## [Dataset]
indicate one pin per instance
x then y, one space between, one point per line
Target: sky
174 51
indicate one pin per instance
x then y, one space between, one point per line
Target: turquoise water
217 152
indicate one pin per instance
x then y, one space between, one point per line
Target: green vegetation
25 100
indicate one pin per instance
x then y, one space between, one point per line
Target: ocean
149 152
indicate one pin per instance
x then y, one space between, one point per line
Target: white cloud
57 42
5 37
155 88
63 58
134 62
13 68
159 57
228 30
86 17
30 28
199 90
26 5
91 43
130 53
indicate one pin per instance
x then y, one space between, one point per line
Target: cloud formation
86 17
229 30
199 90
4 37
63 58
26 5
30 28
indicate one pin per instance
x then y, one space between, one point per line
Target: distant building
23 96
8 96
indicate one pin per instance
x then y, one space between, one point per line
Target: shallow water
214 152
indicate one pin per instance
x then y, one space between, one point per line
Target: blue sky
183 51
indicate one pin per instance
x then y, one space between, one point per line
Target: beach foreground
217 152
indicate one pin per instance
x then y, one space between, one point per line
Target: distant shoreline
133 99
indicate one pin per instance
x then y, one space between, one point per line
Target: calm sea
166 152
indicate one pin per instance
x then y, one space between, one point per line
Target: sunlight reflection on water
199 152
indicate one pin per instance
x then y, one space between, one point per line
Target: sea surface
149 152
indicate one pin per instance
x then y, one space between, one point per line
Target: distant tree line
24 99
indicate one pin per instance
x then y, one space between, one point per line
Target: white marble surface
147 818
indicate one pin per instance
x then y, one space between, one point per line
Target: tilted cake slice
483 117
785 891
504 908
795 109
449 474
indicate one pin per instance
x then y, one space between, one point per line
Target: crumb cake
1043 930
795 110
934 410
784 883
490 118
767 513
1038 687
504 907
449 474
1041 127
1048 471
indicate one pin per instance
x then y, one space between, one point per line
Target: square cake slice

## [Problem requirements]
Output all of the data above without any alteration.

## [Reply to the exercise]
indicate one pin per instance
x then y, one space between, one point per line
Target: sky
174 51
indicate one pin per instance
x then y, one space between, one point per line
Target: turquoise water
217 152
indicate one pin per instance
x then y, one space between, one point per line
Target: green vegetation
25 100
indicate one pin per instance
x then y, one space between, one point per line
Target: ocean
149 152
indicate one pin per instance
x then y, one space between, one point per line
Target: white cloud
57 42
5 37
155 88
63 58
134 62
13 68
159 57
228 30
86 17
30 28
199 90
26 5
91 43
130 53
indicate one pin per instance
x then y, one space between, one point per line
Target: cloud formation
86 17
229 30
199 90
4 37
63 58
26 5
30 28
indicate one pin per instance
x then y, one space between, one point per line
Target: distant building
23 96
8 96
indicate one pin per instance
x then y, one space between, one point per line
Target: shallow water
214 152
indicate one pin per instance
x then y, one space between, one point per line
Target: blue sky
183 51
indicate one pin per instance
x then y, one space between, one point per line
Target: beach foreground
217 152
indicate one pin per instance
x then y, one space between, one point per line
Target: distant shoreline
133 99
indicate one pin per instance
x then y, one space between, one point per line
Target: calm sea
166 152
indicate one pin per instance
x then y, one space between, one point per line
Target: sunlight reflection on water
199 152
indicate one pin per instance
x then y, one space between, one point per line
Target: sea surface
149 152
indicate one pin per instance
x then y, one space between, one point per line
Target: distant tree line
24 99
indicate one pin per instance
x then y, one space between, one point per line
Target: white marble surface
147 818
indicate one pin per instance
x then y, one space between, one point per line
Target: tilted cake slice
483 117
785 891
504 908
795 109
449 474
indicate one pin per instance
x then y, one space between, one point per line
Target: crumb cake
1043 930
795 110
934 410
784 883
490 118
767 513
1038 687
504 907
449 474
1041 127
1048 471
indicate one pin per instance
x then y, one space between, one point per line
Target: square cake slice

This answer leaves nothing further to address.